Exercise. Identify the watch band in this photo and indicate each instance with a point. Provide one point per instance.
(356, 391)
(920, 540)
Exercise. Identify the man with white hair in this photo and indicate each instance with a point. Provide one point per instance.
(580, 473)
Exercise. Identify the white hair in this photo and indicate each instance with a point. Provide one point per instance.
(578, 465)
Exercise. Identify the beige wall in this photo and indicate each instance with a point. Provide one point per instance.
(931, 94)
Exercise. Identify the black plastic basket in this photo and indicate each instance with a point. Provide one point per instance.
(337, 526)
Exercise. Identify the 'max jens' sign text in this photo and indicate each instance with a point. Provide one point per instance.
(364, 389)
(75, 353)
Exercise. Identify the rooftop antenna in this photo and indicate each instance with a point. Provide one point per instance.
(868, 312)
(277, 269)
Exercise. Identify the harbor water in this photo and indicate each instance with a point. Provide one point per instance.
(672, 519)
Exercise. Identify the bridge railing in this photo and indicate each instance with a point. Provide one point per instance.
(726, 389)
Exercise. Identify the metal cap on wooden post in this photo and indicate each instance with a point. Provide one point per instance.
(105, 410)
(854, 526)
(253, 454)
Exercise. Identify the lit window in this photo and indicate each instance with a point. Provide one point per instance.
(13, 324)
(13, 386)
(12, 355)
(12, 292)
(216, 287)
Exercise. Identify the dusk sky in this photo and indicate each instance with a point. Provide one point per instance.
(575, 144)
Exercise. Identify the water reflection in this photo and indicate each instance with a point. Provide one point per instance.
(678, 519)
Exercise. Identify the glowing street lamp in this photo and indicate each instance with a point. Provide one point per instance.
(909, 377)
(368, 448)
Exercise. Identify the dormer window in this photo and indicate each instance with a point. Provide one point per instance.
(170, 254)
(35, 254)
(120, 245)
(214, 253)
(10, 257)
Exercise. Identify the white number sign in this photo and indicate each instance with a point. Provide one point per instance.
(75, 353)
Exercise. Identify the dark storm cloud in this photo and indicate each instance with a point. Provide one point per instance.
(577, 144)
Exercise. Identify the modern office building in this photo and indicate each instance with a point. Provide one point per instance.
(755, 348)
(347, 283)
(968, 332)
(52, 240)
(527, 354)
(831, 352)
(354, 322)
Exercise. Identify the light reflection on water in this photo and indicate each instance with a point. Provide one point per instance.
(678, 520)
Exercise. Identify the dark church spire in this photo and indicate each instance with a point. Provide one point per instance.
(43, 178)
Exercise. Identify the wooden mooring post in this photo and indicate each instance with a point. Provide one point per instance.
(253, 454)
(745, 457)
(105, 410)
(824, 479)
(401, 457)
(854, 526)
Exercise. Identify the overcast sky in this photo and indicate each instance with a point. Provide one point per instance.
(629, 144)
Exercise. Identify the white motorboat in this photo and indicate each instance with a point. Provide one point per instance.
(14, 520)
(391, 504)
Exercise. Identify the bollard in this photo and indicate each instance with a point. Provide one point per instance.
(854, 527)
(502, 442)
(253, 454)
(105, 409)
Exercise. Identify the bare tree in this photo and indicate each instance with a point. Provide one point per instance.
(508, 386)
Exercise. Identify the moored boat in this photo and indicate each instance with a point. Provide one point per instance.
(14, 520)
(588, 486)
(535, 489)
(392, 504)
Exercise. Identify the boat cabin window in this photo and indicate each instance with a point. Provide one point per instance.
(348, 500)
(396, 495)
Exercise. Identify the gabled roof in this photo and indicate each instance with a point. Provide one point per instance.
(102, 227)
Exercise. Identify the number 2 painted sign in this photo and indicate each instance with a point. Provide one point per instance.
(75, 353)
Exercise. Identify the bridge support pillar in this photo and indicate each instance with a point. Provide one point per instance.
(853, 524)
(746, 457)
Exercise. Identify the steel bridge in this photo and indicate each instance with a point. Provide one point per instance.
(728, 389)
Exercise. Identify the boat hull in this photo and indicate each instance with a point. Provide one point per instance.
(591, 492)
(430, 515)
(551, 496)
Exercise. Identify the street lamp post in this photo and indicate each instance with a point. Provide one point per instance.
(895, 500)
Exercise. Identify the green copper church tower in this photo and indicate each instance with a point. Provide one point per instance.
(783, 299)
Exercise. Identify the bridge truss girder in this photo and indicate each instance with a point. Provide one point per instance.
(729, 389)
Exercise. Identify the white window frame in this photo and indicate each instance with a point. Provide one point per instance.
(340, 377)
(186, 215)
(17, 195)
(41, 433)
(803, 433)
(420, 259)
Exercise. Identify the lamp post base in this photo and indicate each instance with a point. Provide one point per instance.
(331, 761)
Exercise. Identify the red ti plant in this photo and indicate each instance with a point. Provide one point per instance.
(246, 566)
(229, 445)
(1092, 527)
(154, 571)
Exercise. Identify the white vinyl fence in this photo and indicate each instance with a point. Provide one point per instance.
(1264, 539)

**Exercise objective**
Retype all of the data shown above, word for word.

**Solved problem**
Exercise. Identify the watch band in this photo and indicate each instance with a point. Provide one point per instance.
(356, 391)
(920, 540)
Exercise. Identify the man with white hair in this photo and indicate each instance with a point. Provide one point per instance.
(580, 473)
Exercise. Identify the white hair in this photo and indicate each instance with a point. Provide one point per instance.
(578, 465)
Exercise. Identify the beige wall in this photo and indicate each instance with a point. Provide one point per instance.
(931, 94)
Exercise. Identify the black plastic basket in this photo and indicate each instance with a point. Provide one point per instance.
(337, 526)
Exercise. Identify the 'max jens' sign text in this photo and indicate each instance with a point. Provide one point per instance.
(364, 389)
(75, 353)
Exercise. Identify the rooftop antenna in this photo and indicate each instance with a point. Provide one point per instance.
(868, 312)
(277, 269)
Exercise. Identify the harbor water in this photo and indicate each instance with a point. Provide one point per instance.
(672, 519)
Exercise. Identify the bridge railing in this photo and indicate each instance with a point. Provide one point per instance.
(726, 389)
Exercise. Identify the metal cap on wooden post in this photo and indicate each instance with a point. Provide one point per instance.
(105, 410)
(854, 526)
(253, 454)
Exercise. Identify the lit window in this photo and indicate each instance with a point. Provide one point per instance.
(13, 324)
(13, 386)
(12, 355)
(12, 292)
(216, 287)
Exercise. Identify the dusk sky in this photo and indicate each instance with a point. Provide one point per instance.
(575, 144)
Exercise. Identify the water reflection in this photo and indicate each instance with a point. Provide one point per instance.
(678, 519)
Exercise. Identify the glowing street lamp in this photo and indicate each instance with a point. Provide one point per instance.
(909, 377)
(368, 448)
Exercise. Identify the dormer window in this photo and indicate each instance with a point. Provide one point per instance.
(170, 254)
(35, 254)
(120, 245)
(214, 253)
(10, 257)
Exercise. Identify the white number sign in this photo and indicate each instance with a point. Provide one point per instance.
(75, 353)
Exercise. Identify the dark storm cloud in this photo and indicate each instance with a point. Provide one point per instance.
(577, 144)
Exercise. Identify the modern office building in this photo and indicate each instance with a point. Provide one point per instance.
(755, 348)
(347, 283)
(968, 332)
(52, 240)
(527, 354)
(831, 352)
(354, 322)
Exercise. Identify the light reflection on water in this photo and indicate each instance with a point. Provide one point per instance.
(678, 520)
Exercise. Identify the dark church spire in this photo and indicate each instance with a point. Provide one point per instance.
(43, 178)
Exercise. Identify the wooden mooring post in this photo and indicate each instance with a point. Provide one point per instance.
(253, 454)
(745, 457)
(105, 410)
(824, 479)
(401, 457)
(854, 526)
Exercise. Identify the overcast sky in this photo and indicate each instance with a point. Provide one point per instance.
(629, 144)
Exercise. Identify the white motorboat in this photo and indicate each instance with a point. Provide one point per instance.
(14, 520)
(391, 504)
Exercise. Identify the bollard in this photo and indicate each instance with a point. Provide one point per instance.
(854, 527)
(502, 442)
(253, 454)
(105, 409)
Exercise. Identify the bare tree in this photo and indicate each instance with a point. Provide one point per instance.
(508, 386)
Exercise. Identify the moored boat in this photo and indicate each instance with a point. Provide one point per instance.
(14, 520)
(588, 486)
(535, 489)
(392, 504)
Exercise. Identify the boat cabin window in this photo and indicate each instance with a point. Provide one point per instance.
(348, 500)
(396, 495)
Exercise. Identify the gabled roof in this photo and indicate each instance with a point. Provide one point per instance.
(102, 227)
Exercise. Identify the number 2 painted sign in this photo and indicate each instance with a point. Provide one point per instance.
(75, 353)
Exercise. Identify the bridge support pillar in this photo and indicate each instance with a point. Provide one point per instance.
(853, 524)
(746, 457)
Exercise. Identify the steel bridge in this photo and indicate each instance with a point. Provide one point per instance.
(728, 389)
Exercise. Identify the boat hull in this photo and indicate each instance with a point. Provide one point per instance.
(591, 492)
(430, 515)
(551, 496)
Exercise. Identify the street lamp post in this photo and indicate each instance with a point. Provide one point per instance.
(895, 500)
Exercise. Identify the green copper church tower in this photo and indicate each instance with a point. Provide one point per instance.
(783, 299)
Exercise. Identify the bridge truss girder in this photo and indicate each instance with a point. Provide one point per instance.
(729, 389)
Exercise. Identify the white window frame in this photo and indicate each instance with a point. Provide one point per instance.
(340, 377)
(186, 215)
(17, 195)
(41, 433)
(803, 433)
(420, 259)
Exercise. Identify the lamp post base in this photo and indicate each instance with a point. Provide one point per instance.
(331, 761)
Exercise. Identify the red ti plant in this photo and indicate each instance with a point. Provide one point per instance.
(246, 566)
(229, 445)
(1092, 527)
(154, 571)
Exercise. Identify the white vinyl fence in this photo and indicate each instance with a point. Provide one point per instance.
(1264, 539)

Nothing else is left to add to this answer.